*Data lines*:

▼

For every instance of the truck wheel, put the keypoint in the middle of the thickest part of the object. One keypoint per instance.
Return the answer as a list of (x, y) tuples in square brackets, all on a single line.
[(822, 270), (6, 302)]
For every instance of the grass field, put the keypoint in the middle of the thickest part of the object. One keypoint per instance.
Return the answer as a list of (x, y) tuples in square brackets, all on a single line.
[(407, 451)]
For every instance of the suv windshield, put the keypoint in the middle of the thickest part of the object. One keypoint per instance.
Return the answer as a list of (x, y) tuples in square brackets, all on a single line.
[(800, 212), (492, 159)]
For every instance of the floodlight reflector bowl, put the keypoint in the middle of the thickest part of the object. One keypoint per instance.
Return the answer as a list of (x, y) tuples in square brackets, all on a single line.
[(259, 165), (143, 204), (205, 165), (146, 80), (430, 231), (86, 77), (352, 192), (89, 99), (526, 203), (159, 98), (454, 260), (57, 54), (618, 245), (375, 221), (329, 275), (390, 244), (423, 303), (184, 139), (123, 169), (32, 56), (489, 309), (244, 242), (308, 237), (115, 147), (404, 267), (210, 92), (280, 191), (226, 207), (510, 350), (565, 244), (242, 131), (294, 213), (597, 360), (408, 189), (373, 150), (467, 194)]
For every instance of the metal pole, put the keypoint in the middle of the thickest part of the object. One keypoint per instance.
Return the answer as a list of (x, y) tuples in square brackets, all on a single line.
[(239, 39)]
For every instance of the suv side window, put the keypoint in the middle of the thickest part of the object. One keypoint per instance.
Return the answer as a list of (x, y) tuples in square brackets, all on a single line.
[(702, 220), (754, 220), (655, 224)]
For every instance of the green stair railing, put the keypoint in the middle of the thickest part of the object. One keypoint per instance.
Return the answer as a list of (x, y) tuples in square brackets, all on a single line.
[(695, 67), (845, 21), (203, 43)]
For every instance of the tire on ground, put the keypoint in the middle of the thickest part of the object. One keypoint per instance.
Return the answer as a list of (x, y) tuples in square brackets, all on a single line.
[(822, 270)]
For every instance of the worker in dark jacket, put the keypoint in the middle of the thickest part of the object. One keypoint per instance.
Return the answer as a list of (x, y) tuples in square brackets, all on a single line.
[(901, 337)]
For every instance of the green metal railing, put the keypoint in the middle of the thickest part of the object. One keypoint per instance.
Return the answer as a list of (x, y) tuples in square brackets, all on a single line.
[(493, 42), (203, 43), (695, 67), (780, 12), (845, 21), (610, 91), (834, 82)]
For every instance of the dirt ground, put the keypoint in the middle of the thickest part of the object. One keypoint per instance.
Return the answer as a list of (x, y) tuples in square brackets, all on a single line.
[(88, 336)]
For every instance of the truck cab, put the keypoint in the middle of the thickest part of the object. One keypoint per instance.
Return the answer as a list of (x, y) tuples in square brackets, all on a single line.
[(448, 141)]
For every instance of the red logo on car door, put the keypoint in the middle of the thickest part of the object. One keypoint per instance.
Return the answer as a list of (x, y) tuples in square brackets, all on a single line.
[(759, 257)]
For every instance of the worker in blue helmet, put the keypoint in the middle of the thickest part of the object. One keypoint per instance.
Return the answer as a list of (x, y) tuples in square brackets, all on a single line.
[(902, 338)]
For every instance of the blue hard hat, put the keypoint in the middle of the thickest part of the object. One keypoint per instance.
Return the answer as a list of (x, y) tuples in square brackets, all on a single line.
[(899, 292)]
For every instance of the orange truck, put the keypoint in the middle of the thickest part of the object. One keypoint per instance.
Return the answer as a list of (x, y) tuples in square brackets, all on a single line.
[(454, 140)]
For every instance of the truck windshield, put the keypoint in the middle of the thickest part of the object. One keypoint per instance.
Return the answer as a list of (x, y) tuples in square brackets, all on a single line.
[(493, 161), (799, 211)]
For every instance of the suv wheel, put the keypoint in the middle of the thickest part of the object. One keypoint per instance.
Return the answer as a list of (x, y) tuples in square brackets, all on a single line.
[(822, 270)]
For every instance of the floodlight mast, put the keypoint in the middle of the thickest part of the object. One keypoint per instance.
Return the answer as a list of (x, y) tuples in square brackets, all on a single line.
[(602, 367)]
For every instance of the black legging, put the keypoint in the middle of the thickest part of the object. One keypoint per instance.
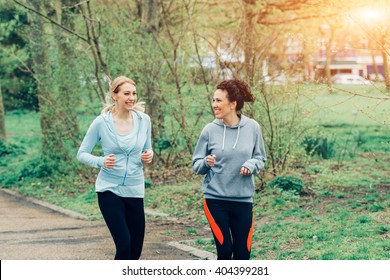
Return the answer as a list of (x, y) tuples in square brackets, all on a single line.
[(125, 218), (232, 225)]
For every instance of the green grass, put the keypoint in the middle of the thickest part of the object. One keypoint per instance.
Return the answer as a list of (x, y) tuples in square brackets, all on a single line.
[(342, 214)]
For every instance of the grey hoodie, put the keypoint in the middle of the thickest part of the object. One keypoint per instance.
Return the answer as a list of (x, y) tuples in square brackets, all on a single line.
[(234, 147)]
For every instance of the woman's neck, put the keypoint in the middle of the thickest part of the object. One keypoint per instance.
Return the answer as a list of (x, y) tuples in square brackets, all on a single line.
[(122, 115)]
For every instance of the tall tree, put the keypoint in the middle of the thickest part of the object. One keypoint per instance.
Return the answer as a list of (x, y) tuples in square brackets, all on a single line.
[(3, 136), (41, 48)]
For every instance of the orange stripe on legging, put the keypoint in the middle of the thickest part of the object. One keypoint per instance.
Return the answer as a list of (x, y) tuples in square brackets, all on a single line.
[(249, 240), (214, 227)]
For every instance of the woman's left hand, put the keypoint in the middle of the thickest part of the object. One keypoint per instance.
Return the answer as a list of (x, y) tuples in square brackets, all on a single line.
[(147, 156), (245, 171)]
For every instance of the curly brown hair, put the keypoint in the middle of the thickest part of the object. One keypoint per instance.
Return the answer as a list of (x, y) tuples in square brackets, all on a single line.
[(237, 90)]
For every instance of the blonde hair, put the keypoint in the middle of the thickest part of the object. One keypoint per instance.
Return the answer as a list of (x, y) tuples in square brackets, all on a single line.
[(114, 89)]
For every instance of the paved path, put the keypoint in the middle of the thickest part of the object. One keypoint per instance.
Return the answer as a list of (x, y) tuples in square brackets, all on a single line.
[(29, 231)]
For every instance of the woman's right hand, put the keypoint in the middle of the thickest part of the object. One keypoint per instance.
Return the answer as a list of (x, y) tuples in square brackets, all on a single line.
[(109, 161), (211, 159)]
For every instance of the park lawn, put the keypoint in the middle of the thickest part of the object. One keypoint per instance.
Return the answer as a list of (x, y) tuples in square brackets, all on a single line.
[(342, 214)]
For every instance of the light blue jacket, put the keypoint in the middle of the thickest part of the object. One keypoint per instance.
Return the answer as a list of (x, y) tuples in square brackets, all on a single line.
[(128, 169), (234, 147)]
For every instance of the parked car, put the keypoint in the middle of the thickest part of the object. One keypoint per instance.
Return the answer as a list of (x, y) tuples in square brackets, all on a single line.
[(373, 77), (349, 79)]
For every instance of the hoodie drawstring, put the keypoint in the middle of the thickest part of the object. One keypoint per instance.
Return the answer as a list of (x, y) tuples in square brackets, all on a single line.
[(224, 136), (238, 135), (223, 140)]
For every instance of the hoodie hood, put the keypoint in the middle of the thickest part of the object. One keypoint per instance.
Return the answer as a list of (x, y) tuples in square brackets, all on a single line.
[(243, 121)]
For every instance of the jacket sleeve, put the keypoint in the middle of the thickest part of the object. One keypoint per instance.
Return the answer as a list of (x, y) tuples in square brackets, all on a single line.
[(199, 163), (256, 163), (148, 143), (90, 140)]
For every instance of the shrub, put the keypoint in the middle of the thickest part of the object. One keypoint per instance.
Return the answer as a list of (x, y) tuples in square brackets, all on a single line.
[(287, 183), (319, 146), (10, 149)]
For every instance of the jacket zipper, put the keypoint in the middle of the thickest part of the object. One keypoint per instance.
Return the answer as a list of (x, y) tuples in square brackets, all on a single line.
[(127, 164)]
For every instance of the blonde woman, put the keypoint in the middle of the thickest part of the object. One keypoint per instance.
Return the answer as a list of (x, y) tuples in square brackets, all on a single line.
[(124, 133)]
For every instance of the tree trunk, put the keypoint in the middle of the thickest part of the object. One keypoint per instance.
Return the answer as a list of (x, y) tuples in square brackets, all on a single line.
[(52, 145), (385, 61)]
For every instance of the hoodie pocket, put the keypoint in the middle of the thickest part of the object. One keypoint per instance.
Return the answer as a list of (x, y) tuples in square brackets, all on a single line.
[(230, 185)]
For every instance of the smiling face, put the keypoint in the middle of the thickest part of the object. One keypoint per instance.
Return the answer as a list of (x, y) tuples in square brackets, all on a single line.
[(126, 97), (222, 107)]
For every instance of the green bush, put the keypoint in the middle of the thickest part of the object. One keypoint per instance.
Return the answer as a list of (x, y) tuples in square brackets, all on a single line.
[(287, 183), (319, 146), (10, 149)]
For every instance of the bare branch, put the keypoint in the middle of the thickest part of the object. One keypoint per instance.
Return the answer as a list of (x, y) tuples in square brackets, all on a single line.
[(52, 21)]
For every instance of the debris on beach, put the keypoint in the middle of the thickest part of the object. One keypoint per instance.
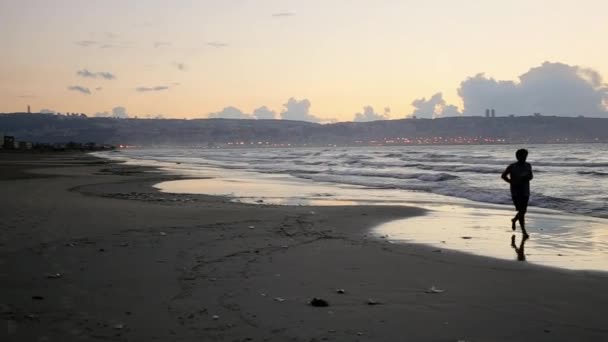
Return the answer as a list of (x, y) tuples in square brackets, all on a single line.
[(434, 289), (318, 302), (371, 301)]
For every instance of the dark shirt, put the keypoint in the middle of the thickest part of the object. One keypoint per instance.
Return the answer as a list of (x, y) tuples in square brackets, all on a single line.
[(520, 175)]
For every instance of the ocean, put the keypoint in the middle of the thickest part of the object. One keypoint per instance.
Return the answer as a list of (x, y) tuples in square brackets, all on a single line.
[(568, 178), (568, 215)]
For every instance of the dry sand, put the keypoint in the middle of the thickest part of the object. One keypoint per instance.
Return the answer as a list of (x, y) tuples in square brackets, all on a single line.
[(90, 251)]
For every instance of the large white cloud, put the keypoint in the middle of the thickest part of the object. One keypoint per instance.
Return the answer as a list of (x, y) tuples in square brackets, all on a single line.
[(117, 112), (370, 115), (229, 113), (264, 113), (434, 107), (550, 89), (298, 110)]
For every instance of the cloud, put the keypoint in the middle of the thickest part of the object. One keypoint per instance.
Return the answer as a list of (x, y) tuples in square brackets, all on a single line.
[(264, 113), (551, 89), (433, 108), (161, 44), (86, 43), (217, 44), (89, 74), (146, 89), (180, 66), (154, 116), (81, 89), (298, 110), (369, 115), (120, 112), (283, 14), (117, 112), (230, 113)]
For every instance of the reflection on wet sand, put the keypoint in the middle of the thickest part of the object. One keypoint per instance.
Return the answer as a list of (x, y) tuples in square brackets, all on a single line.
[(558, 240)]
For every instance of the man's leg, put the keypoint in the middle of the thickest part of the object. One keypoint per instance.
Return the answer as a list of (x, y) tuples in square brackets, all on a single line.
[(513, 220), (522, 222)]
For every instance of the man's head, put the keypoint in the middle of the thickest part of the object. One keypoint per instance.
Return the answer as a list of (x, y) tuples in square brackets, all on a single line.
[(521, 155)]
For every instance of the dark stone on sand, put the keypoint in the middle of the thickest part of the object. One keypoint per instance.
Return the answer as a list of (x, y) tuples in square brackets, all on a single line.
[(318, 302)]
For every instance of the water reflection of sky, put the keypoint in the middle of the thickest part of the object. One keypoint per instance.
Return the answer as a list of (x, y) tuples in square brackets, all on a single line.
[(560, 240), (567, 241)]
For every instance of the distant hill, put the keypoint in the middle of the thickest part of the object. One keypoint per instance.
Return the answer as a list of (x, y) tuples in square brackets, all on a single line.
[(49, 128)]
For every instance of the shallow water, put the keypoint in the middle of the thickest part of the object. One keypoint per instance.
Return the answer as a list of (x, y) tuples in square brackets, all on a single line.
[(558, 238)]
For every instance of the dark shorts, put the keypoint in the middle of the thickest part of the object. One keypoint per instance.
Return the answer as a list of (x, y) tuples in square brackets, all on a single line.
[(521, 202)]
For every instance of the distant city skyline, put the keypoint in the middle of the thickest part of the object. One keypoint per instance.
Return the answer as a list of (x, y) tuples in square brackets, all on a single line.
[(314, 60)]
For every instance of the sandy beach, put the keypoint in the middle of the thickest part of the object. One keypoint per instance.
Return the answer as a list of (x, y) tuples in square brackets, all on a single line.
[(89, 250)]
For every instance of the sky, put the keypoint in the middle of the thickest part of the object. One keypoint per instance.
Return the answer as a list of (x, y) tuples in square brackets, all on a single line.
[(315, 60)]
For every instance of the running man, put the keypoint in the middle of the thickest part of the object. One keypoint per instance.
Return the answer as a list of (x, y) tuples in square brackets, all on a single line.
[(519, 175)]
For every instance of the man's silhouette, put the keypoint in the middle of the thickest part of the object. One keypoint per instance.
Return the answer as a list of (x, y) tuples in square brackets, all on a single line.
[(519, 175)]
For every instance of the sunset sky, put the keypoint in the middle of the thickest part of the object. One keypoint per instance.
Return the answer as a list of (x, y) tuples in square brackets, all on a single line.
[(332, 58)]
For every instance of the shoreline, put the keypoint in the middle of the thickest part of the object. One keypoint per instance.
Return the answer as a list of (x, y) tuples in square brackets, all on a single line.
[(138, 264)]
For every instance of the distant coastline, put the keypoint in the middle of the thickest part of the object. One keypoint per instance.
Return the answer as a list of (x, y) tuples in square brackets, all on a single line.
[(219, 133)]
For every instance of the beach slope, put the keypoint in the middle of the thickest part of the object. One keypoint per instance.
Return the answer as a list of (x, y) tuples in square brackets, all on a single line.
[(90, 250)]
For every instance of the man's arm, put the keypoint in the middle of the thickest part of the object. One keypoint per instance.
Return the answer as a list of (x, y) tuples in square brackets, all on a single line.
[(505, 173)]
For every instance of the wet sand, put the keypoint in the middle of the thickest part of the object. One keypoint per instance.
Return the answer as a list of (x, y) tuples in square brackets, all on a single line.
[(90, 250)]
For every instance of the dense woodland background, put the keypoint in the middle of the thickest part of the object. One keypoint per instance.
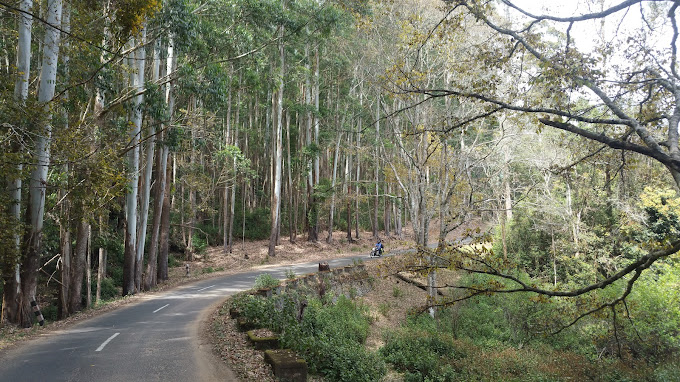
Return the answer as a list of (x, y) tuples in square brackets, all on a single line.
[(133, 129)]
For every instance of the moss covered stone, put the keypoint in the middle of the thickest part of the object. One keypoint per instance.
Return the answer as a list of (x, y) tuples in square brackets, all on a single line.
[(287, 366)]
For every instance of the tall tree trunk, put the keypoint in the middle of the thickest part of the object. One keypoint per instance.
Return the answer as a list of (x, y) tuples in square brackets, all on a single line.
[(348, 184), (164, 227), (376, 155), (130, 256), (336, 159), (159, 196), (88, 267), (12, 283), (66, 253), (278, 155), (358, 173), (232, 211), (227, 137), (146, 182), (164, 236), (292, 223), (101, 268), (78, 267), (37, 188)]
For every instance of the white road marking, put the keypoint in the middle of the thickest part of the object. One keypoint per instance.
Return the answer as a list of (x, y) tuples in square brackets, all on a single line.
[(202, 289), (164, 306), (107, 342)]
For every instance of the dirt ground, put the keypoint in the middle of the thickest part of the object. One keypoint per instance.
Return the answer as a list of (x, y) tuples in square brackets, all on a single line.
[(386, 302), (389, 302)]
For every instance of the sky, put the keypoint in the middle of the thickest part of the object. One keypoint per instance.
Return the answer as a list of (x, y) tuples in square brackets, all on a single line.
[(589, 33)]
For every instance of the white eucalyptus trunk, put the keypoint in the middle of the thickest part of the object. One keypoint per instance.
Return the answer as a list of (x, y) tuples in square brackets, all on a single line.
[(38, 181), (130, 259), (278, 155)]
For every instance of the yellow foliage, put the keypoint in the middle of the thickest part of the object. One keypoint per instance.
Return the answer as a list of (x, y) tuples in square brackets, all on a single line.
[(665, 201)]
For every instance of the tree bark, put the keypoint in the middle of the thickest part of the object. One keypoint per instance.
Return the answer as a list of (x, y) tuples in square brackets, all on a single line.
[(278, 154), (12, 283), (162, 273), (130, 256), (78, 267), (38, 182)]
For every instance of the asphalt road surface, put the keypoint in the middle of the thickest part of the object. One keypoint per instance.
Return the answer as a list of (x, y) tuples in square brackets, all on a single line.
[(156, 339)]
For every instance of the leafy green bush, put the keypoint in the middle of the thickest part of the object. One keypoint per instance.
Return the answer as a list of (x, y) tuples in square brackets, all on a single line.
[(329, 337), (109, 290), (173, 261), (257, 225), (199, 243), (265, 280), (421, 351)]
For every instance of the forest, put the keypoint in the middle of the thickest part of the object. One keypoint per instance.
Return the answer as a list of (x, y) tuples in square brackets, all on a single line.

▲

*Exercise goal*:
Reproduce the material unchanged, starting at the line that contains "For every instance of the water" and stopping after the line that contains "[(49, 128)]".

*Written answer*:
For every instance of the water reflection of sky, put the keypoint in the middle of the thickest part of the object. One keypoint per instance.
Return the answer as a list of (x, y) tuples in square brackets, all on a single line.
[(560, 240), (567, 241)]
For every instance of the distant hill, put the keypoint in the middle of the thickest part of the object. One keypoint per instance.
Return the answer as a list of (x, y) tuples in square brackets, all on a single line.
[(49, 128)]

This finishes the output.